What you are asked to do: Continue the article on the London Cycling Campaign's Climate Safe Streets report, starting after its final sentence.

"Make London's roads carbon-free by 2030" - LCC

New policy document urges radical change to achieve zero carbon roads

 
 
 
 
 
 
 
 
 
 

The London Cycling Campaign (LCC) today launched its Climate Safe Streets report, aiming to make London's roads carbon-free by 2030, with eight priority measures for the Mayor of London and councils. The measures range widely from smart road user charging to common platforms for e-scooter and e-bike hire schemes.

Report co-author and director at transport consultant Urban Movement John Dales said that, although the report was originally timed to influence the London Mayorial election, due next month but postponed to 2021, it was still timely: policy and social responses to Covid-19 demonstrated by contrast how little action had been taken to deal with the Climate Emergency.

The webinar-based launch featured Urban Movement principal design engineer Brian Deegan and LCC Infrastructure Campaigner Simon Munk highlighting aspects of the report, many of which focused on reducing car use - including the aim to slash the number of UK private vehicles by 20,000 a week.

Fifteen per cent of London car journeys are less than 1km and 60% less than 4km, equivalent to a 15 minute bike ride. Yet Transport for London's map of priority routes for shifting mode from car didn't include shorter journeys. Half of Londoners should be within 400m of a comprehensive cycling network by 2024, and all by 2028, Munk said.

The London Plan has to change to encourage car-free development everywhere, Deegan said, rather than providing car parking where PTAL levels are low and creating a "vicious circle" that discouraged new bus networks. And he added that shared mobility modes should be encouraged. "Scooters are fun," he said, describing a US survey in Portland, Oregon, in which 35% of residents using an e-scooter said their alternative mode was a car.

Given information:
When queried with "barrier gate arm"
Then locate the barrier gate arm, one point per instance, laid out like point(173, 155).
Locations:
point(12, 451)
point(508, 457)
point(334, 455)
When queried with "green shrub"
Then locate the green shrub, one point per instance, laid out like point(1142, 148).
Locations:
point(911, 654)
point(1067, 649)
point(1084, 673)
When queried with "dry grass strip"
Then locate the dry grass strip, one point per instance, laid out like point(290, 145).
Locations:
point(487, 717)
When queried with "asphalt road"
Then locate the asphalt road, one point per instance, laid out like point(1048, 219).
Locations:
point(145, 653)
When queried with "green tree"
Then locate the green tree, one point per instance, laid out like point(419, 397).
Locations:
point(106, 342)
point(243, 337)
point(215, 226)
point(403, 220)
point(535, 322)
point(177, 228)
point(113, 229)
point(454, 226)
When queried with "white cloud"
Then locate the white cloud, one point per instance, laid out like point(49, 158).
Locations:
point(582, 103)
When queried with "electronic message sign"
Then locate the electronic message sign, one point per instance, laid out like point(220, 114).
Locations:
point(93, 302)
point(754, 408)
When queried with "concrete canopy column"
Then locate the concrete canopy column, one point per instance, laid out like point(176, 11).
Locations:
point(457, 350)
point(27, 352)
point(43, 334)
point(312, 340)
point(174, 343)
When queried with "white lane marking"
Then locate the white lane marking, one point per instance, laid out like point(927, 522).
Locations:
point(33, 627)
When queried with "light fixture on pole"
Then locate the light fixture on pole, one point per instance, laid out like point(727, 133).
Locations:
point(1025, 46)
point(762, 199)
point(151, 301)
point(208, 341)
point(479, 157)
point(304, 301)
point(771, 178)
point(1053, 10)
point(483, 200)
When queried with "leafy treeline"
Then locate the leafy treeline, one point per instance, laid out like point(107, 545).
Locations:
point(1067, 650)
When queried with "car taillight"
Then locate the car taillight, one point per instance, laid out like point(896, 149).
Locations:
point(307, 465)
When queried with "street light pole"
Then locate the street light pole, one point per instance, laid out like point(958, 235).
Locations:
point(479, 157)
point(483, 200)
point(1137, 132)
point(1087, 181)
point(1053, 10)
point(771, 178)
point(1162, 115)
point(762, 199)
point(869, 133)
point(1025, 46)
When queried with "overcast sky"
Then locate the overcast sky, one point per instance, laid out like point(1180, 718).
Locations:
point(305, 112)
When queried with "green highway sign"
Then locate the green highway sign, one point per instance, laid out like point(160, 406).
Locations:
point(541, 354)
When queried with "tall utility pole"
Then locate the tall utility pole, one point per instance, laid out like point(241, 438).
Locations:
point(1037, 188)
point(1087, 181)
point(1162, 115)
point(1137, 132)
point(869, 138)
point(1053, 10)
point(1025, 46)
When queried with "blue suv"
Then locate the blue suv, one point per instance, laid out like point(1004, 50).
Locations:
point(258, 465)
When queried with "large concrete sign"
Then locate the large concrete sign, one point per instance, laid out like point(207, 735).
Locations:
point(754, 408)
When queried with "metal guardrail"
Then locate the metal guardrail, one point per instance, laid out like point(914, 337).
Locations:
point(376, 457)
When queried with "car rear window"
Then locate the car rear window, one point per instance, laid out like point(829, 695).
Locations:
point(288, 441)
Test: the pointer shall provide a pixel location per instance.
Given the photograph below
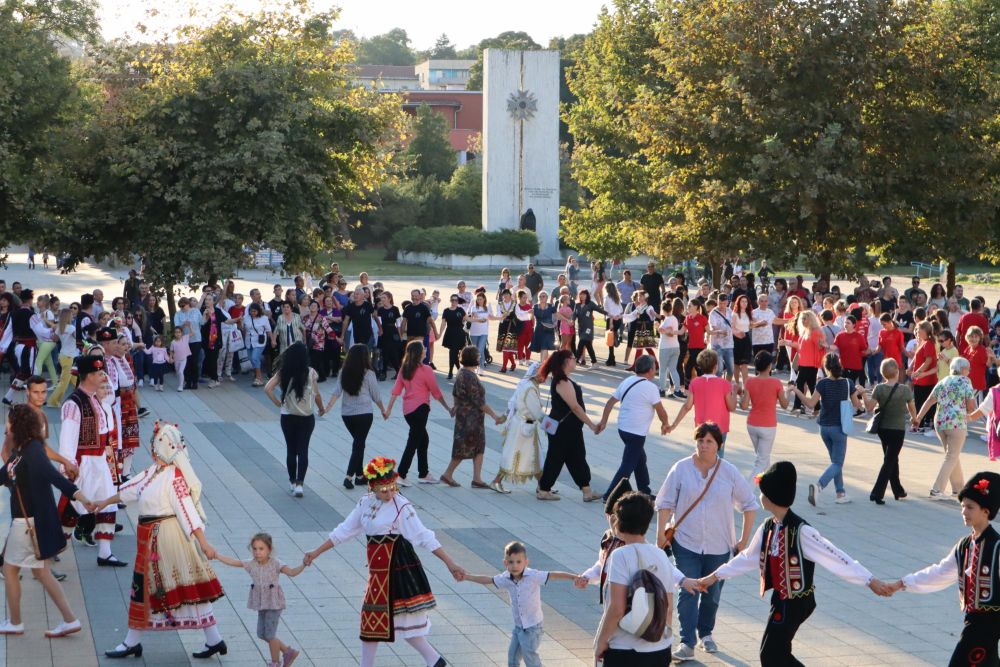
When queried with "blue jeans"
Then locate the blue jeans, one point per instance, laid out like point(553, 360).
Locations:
point(836, 446)
point(480, 343)
point(697, 611)
point(524, 643)
point(633, 461)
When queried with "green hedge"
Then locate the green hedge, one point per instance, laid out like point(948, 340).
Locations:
point(465, 241)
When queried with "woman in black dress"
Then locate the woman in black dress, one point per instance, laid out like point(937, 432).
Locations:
point(30, 477)
point(566, 446)
point(454, 332)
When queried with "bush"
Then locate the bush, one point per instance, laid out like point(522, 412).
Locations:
point(466, 241)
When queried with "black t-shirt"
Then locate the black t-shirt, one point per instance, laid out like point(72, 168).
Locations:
point(416, 316)
point(361, 320)
point(651, 284)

Reply:
Deegan observed that, during the coronavirus epidemic: “We're all getting a taste of what car-free living is like, wherever we are. It's not like we have to send people to Utrecht to get a taste of what it could be like. I'm hoping when we come out the other end [of the Covid-19 crisis] we won't want to go back and fill our streets with cars and make them hostile again. That's a real positive we could take away: we're all getting an experience of what a city should be like."

Munk added: “A whole bunch of stuff is going to change now, forever. But a lot of things will just go back, if we're not very careful. A lot of traffic will just return - we're seeing a rise in traffic levels over the last few days in London. We have to be very careful about what we return to.”

And LCC campaigns coordinator Fran Graham concluded that the quiet streets of "lock-down London" isn't what the LCC wants to see in 2030: "We want to see people moving about, going to the shops, going to work, doing their daily journeys - our vision for 2030 is very different from where we are right now," she said. "But  we are seeing behaviour change on quite a radical scale. People are pulling bikes out of their sheds and using them as a socially-distancing way of getting to their jobs or getting exercise."

The LCC wants to make sure the range of people discovering and re-discovering cycling now don't go back to cars when coronavirus fades. "Enabling everyone who has picked up a bike for the first time to keep using their bike: that's the challenge for the boroughs and the Mayor."